[WHAT YOU WILL DO]
Answer these questions using the forum post below about dogs and chickens.
1. How much of the property is fenced out back?
2. What two things is the poster determined to have fresh this year?
3. What predator does the poster rank as the next biggest after hawks?

[EXCERPT PROVIDED]
- - - -

# Does your dog protect your chickens?



## JackandMattie (Feb 4, 2013)

Okay, so I became chicken-obsessed last summer, but too late to start my own flock  In the meantime, I have moved into a different home, on a much bigger piece of property (about 3-ac, 1.5 is fenced out back), and basically have zero nosy and/or annoying neighbors. YAYAY!

So, spring is approaching, chicks will be hatching soon (meaning I want to start selecting and ordering tomorrow!), and I am Bound and Determined to have fresh eggs and tomatoes this year. No holds barred, lol.

The summer garden plot is selected, planned, and just waiting for the soil to dry out enough to start turning it. And still, I have LOTS of space left for the dogs and chickens...

Here's my deal. I intend to free range my chooks. I have solid enough OB now on both my dogs to feel comfortable that if we start the chicks inside the house and take the right steps, my dogs will recognize that the poultry are Mine, and not their prey. That's not my concern. My concern is what to do with the chooks when I eventually start letting them out. I have about another 1/2 acre that is heavily wooded (tall pines and dense underbrush), but outside my back yard fence, that would make excellent range for the chickens...BUT, it's outside the fence, where Jack can't practically watch over them. 

I *really* want to put the chooks in the woods. I mean, we have several trees in the yard, but nothing grows under them, meaning No Bugs, etc. And those woods are just jam-packed with a chicken Feast of free chicken feed!! And they'll actually be safer there than in the yard. We have hawks galore here in deep east Texas! The next biggest predator would be the snakes, and I actually do Not want to be attracting them inside the fence. I'd rather lose some eggs or even chickens than my Jack to a cottonmouth.

- - - -

Entries from a pointing dataset:
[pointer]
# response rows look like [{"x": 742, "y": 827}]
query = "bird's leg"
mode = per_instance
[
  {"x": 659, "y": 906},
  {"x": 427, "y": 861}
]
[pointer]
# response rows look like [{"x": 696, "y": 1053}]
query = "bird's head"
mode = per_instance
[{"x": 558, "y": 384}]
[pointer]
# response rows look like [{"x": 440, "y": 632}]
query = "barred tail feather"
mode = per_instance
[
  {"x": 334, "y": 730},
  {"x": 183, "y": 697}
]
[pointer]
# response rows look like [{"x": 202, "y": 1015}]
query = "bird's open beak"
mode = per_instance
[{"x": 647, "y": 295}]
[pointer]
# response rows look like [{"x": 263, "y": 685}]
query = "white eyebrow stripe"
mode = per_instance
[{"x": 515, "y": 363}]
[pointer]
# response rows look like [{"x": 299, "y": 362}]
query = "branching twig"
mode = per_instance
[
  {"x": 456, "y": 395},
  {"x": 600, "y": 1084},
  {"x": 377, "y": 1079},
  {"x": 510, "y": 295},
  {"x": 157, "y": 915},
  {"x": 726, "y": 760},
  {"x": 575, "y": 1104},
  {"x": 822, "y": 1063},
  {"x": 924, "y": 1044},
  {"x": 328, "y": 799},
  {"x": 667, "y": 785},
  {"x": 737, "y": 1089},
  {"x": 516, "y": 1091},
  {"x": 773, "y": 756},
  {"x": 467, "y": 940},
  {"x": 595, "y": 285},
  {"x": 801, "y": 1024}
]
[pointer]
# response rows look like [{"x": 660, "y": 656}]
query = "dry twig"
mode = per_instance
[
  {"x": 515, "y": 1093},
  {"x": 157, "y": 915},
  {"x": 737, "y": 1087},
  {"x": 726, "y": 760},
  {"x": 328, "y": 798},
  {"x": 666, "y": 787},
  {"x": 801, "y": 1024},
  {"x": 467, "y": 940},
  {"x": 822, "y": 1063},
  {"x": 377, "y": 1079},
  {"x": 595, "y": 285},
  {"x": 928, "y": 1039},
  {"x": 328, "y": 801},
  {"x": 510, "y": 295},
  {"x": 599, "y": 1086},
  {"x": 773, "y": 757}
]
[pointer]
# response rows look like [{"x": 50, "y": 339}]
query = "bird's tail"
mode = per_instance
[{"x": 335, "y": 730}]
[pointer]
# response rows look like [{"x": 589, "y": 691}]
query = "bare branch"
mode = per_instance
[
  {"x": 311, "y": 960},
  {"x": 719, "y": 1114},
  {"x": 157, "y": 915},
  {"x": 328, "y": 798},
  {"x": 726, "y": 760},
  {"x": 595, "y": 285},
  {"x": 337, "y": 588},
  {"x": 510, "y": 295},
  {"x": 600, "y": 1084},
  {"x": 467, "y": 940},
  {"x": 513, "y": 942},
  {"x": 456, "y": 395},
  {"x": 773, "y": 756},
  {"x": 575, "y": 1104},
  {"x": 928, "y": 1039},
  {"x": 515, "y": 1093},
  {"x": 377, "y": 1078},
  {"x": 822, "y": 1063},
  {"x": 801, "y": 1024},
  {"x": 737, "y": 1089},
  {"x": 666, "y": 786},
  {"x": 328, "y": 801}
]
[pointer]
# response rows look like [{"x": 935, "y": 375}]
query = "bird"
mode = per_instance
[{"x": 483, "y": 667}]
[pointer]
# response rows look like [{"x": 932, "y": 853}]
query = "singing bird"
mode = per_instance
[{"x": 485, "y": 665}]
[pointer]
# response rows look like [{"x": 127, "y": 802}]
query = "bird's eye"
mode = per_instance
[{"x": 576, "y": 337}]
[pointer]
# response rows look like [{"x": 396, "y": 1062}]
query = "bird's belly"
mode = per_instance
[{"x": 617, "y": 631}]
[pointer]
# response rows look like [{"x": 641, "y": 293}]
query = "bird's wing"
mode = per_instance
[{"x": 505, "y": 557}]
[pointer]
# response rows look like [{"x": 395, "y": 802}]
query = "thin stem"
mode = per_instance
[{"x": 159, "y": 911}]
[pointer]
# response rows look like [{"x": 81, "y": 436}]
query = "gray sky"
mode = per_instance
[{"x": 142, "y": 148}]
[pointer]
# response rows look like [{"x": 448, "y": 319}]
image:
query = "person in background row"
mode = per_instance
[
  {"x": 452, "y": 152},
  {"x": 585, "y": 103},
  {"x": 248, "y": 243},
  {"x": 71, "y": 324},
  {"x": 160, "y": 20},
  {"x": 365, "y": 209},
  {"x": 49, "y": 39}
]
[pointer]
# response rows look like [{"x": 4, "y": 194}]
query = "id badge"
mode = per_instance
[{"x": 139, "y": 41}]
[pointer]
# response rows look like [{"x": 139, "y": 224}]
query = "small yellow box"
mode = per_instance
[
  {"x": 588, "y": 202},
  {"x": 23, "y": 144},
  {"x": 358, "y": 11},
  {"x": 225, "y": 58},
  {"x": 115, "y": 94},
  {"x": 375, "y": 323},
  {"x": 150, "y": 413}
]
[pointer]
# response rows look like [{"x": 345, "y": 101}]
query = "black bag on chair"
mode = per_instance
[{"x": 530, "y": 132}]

- - - -

[OUTPUT FOR THIS EXERCISE]
1. About 1.5 acres.
2. Eggs and tomatoes.
3. Snakes.